**THINGS TO DO**
a – In the STEAM Café announcement, copy the passage between "STEAM Café, an" and "is a Wednesday)", inclusive, and switch "informal" to "casual".
b – According to the STEAM Café announcement, when is STEAM Café usually held?

EXCERPT START

Mines’ STEAM Café Presentations Delve Medical Research, DoD Engineering, Steinbeck’s WWII Service, Paleontology and More
South Dakota Mines Fall 2022 STEAM Café lineup includes a wide range of engaging topics.
STEAM Café, an ongoing series of free informal talks by Mines faculty, staff and visiting experts, is a partnership between the university, South Dakota Public Broadcasting and Hay Camp Brewing Company.
An acronym for Science, Technology, Engineering, Arts and Mathematics, STEAM Café is held at 6 p.m. on the third Tuesday of each month at Hay Camp Brewing Company in Rapid City.
The 2022 Fall STEAM Café lineup includes:
Sept. 21*, 6 p.m. (*please note: this is a Wednesday)
Rocker Days at STEAM Café featuring Walker Research Group graduate students
Presented by: South Dakota Mines graduate students and moderated by Dr. Travis Walker, associate professor of chemical and biological engineering at Mines.

EXCERPT END
DATASET EXCERPTS START

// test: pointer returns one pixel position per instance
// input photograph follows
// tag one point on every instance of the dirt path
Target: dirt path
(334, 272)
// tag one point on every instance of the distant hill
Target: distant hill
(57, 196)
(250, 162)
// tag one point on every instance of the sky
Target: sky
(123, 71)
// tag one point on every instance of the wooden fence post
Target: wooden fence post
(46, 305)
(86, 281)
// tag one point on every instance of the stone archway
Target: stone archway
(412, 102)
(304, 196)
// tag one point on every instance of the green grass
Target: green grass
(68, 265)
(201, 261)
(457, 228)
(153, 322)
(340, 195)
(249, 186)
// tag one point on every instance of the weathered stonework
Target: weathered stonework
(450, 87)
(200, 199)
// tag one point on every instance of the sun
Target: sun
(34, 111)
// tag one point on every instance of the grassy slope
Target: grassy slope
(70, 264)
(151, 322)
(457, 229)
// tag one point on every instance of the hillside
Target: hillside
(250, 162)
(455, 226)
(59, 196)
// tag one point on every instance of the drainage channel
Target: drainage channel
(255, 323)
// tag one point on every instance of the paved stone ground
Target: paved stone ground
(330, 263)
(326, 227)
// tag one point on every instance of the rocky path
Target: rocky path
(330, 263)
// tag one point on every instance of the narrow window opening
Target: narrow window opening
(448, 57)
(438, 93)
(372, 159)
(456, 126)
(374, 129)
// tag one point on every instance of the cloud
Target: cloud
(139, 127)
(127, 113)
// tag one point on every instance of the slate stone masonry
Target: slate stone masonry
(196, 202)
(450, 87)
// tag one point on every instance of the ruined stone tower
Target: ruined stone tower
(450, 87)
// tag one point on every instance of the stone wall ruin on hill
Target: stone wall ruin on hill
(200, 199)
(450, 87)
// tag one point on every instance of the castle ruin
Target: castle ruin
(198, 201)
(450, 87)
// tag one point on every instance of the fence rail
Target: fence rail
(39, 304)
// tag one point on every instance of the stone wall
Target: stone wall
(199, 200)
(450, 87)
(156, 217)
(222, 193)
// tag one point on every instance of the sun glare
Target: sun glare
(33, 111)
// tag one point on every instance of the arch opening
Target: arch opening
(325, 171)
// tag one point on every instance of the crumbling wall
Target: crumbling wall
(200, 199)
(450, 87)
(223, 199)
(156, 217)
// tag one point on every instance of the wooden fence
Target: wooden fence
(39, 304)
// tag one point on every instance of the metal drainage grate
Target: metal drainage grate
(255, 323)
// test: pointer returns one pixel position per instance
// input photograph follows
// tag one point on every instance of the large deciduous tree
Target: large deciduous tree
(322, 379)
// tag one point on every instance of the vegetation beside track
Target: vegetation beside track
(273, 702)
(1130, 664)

DATASET EXCERPTS END

**SOLUTIONS FOR EACH TASK**
a –
STEAM Café, an ongoing series of free casual talks by Mines faculty, staff and visiting experts, is a partnership between the university, South Dakota Public Broadcasting and Hay Camp Brewing Company.
An acronym for Science, Technology, Engineering, Arts and Mathematics, STEAM Café is held at 6 p.m. on the third Tuesday of each month at Hay Camp Brewing Company in Rapid City.
The 2022 Fall STEAM Café lineup includes:
Sept. 21*, 6 p.m. (*please note: this is a Wednesday)

b – At 6 p.m. on the third Tuesday of each month.